** begin Provided passage **

ROANOKE, Va. (AP) — Virginia's one-of-a-kind Illegal Whiskey Unit — a team of agents dedicated to busting up bootleg stills — has fallen prey to state budget woes, leaving southwest Virginia's elusive moonshiners without a full-time, dedicated foe for the first time in decades. The whiskey unit based in Franklin County, long considered the "moonshine capital of the world," once numbered as many as five agents with expertise in the illicit liquor trade, and their mission — perhaps quixotic — was to quash moonshining.

ROANOKE, Va. (AP) — Virginia's one-of-a-kind Illegal Whiskey Unit — a team of agents dedicated to busting up bootleg stills — has fallen prey to state budget woes, leaving southwest Virginia's elusive moonshiners without a full-time, dedicated foe for the first time in decades.

The whiskey unit based in Franklin County, long considered the "moonshine capital of the world," once numbered as many as five agents with expertise in the illicit liquor trade, and their mission — perhaps quixotic — was to quash moonshining. Now, the team is down to a lone member, and he's a part-timer.

While southwest Virginia's backwoods distillers might find the situation cause to rejoice, Jennifer Farinholt, spokeswoman for the Virginia Department of Alcoholic Beverage Control, which created the whiskey unit in 1985, said the department still thinks it can stay on top of moonshiners. The department, she said, is charging all of its agents statewide with pursuing their own investigations.

"This has given us the opportunity to redesign our operational strategies and, in effect, create a force-multiplying strategy which charges all agents with conducting illegal whiskey manufacturing investigations," Farinholt said.

Much of the whiskey unit's work involved sneaking into the woods of the state's back country, staking out still sites and conducting around-the-clock surveillance in hopes that a still's operator would show up.

Asked how the area's black-market hooch can be policed without the expertise of a fully staffed whiskey unit, Don Harris, 63, the unit's remaining member, said: "That's a good question. You'll have to pose that to Richmond."

Farinholt said the department wouldn't discuss "deployment issues." But another ABC spokeswoman, Kathleen Shaw, reiterated that the agency believes tasking all agents to include illegal whiskey investigations among their responsibilities "is also an effective way to attack the problem." She acknowledged, though, that a budget crunch, not enforcement strategy, is driving the new approach.

The ABC's whiskey unit has worked across the state but has traditionally concentrated on Franklin, Henry, Floyd, Patrick and Pittsylvania counties. While the work of ABC agents generally involves licensing businesses to sell alcohol and keeping it out of the hands of minors, the whiskey unit agents were experts in the ways of white lightning.

They traveled the back roads and bought their lunches at country stores, recruiting informants, mapping bootleggers' distribution networks and learning to spot the telltale signs of increased liquor production in particular areas.

** end Provided passage **

Actions to take.
1. In the article on Virginia's Illegal Whiskey Unit, in what year did the Virginia Department of Alcoholic Beverage Control create the unit?
2. Carry on writing the article on Virginia's Illegal Whiskey Unit, picking up right after its final sentence.

** begin Stored data **

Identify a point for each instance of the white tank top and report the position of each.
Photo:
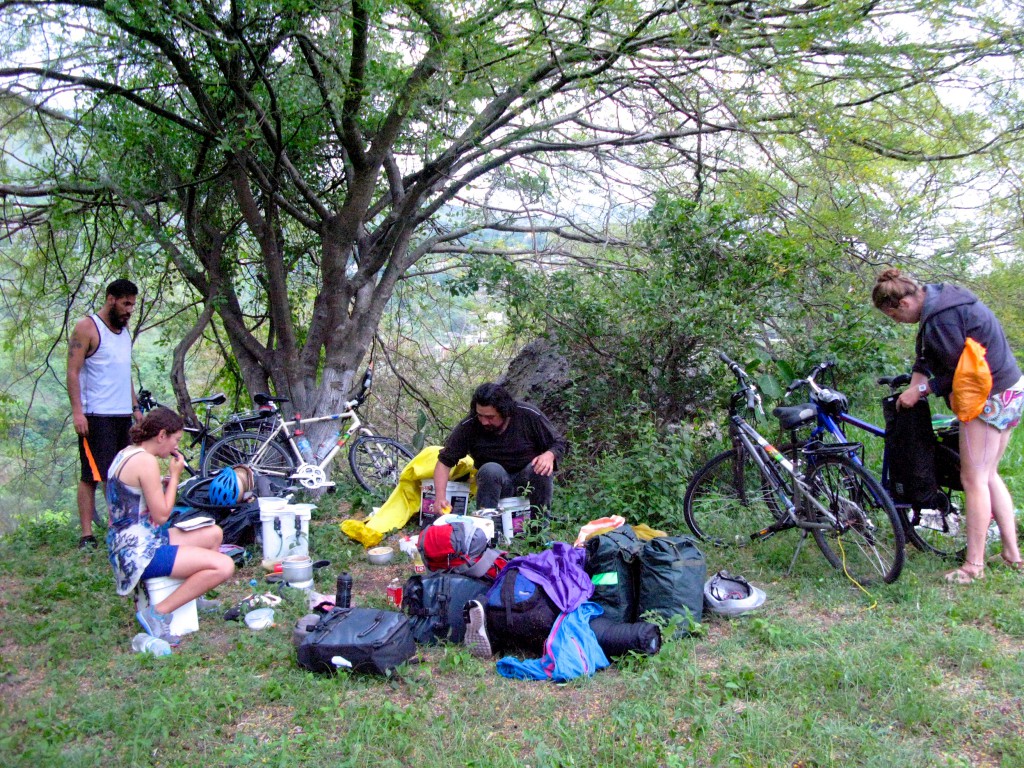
(105, 378)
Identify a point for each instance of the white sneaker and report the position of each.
(476, 630)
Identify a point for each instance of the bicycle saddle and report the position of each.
(213, 399)
(792, 417)
(265, 399)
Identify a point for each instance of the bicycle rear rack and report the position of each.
(816, 448)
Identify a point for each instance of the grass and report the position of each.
(918, 673)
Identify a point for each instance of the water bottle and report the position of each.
(302, 443)
(343, 595)
(143, 643)
(329, 442)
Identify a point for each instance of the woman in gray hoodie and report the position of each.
(947, 315)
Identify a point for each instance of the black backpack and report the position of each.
(910, 443)
(434, 605)
(611, 563)
(519, 613)
(673, 571)
(359, 640)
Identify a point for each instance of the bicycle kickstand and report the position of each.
(803, 538)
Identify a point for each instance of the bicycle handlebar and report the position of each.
(753, 400)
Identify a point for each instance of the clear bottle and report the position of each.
(157, 646)
(302, 443)
(327, 443)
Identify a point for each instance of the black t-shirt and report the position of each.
(527, 435)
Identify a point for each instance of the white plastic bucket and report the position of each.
(185, 619)
(286, 531)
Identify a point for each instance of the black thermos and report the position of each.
(343, 597)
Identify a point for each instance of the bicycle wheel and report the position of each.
(241, 448)
(867, 542)
(942, 529)
(377, 462)
(728, 501)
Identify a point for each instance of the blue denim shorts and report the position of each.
(162, 563)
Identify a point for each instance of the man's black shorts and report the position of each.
(108, 434)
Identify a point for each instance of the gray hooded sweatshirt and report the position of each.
(949, 315)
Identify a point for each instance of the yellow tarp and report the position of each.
(404, 500)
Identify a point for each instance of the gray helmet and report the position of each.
(730, 595)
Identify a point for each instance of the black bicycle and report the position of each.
(754, 491)
(939, 525)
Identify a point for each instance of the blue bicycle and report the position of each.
(939, 528)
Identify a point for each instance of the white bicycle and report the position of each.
(376, 462)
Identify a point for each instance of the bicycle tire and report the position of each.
(869, 543)
(941, 530)
(377, 462)
(241, 448)
(728, 501)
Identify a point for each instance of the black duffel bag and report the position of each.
(434, 605)
(519, 613)
(357, 639)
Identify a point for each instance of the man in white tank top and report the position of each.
(101, 393)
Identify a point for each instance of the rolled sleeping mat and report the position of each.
(616, 638)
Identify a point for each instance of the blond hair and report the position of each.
(891, 287)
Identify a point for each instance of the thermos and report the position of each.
(343, 596)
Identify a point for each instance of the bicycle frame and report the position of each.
(309, 474)
(201, 435)
(760, 451)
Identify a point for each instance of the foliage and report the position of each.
(291, 163)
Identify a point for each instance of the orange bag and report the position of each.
(972, 382)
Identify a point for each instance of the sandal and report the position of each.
(1014, 564)
(963, 576)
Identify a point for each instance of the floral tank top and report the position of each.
(132, 538)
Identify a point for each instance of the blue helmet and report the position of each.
(223, 491)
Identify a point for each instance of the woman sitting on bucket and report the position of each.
(141, 545)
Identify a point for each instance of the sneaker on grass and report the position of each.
(476, 630)
(157, 625)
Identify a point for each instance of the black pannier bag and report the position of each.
(357, 639)
(910, 444)
(434, 605)
(612, 564)
(673, 571)
(519, 613)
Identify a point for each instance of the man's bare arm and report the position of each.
(84, 340)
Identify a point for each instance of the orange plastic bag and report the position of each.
(972, 382)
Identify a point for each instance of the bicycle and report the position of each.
(752, 492)
(940, 530)
(376, 462)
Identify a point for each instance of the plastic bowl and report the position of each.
(380, 555)
(259, 619)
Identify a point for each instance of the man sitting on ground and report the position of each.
(513, 445)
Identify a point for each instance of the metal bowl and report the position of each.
(380, 555)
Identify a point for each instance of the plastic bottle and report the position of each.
(143, 643)
(302, 443)
(329, 442)
(418, 565)
(343, 594)
(394, 591)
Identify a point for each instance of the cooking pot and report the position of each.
(296, 568)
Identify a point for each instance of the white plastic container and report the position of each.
(286, 531)
(185, 619)
(457, 494)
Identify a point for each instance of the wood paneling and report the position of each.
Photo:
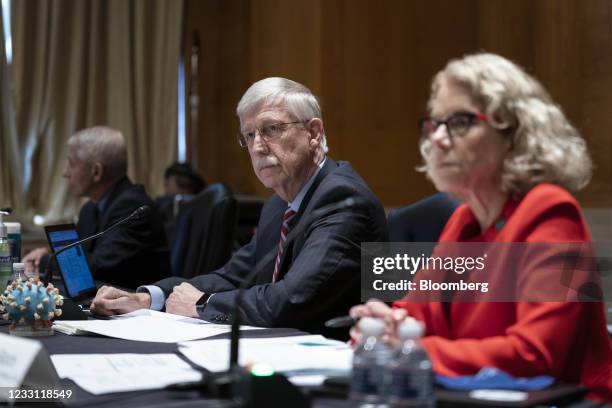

** end Stored data **

Responses.
1. 1985

2.
But a series of retirements from the whiskey unit in the past two years shrank the ABC agency's moonshining expertise. Agent Allan Arrington resigned and is now working in Afghanistan, according to his former colleagues. Agent Jay Calhoun retired to take up farming, and agent Randall Toney simply retired.

Toney predicted moonshining operations will once again blossom without a full-time whiskey unit: "There's too much money for them to quit," he said of the moonshiners.

Virginia moonshine sells for about $20 a gallon, and an 800-gallon black pot still averages $2,000 in profits per week, according to the National Liquor Law Enforcement Association, based in Maryland.

One of the whiskey unit's biggest victories came at the beginning of this decade, when its work helped federal prosecutors in Roanoke convict more than two dozen people of taking part in the untaxed liquor trade. The raid that led to the convictions, dubbed Operation Lightning Strike, crushed a moonshine operation that had produced 1.4 million gallons of liquor since 1992. It also shuttered a supply store in Rocky Mount that had supplied bootleggers with 12 million pounds of sugar.

Former Franklin County Sheriff W.Q. "Quint" Overton said the federal government's intervention in the area's moonshine business has effectively halted all major trafficking, making the need for a whiskey unit questionable. The past few years have been largely devoid of large moonshine busts.

"I think the whiskey business is something in the past," Overton said. "The drugs pretty much took over. The younger generation is into drugs — marijuana, cocaine, everything — they're not in the whiskey business."

Still, Chris Goodman, the ABC agent in charge of the Roanoke office, said he has seen a slight increase in moonshining in the past few months, possibly because of the recession. "We're starting to see and get more information about some stills," he said. "It appears there's an uptick, and we're trying to address it."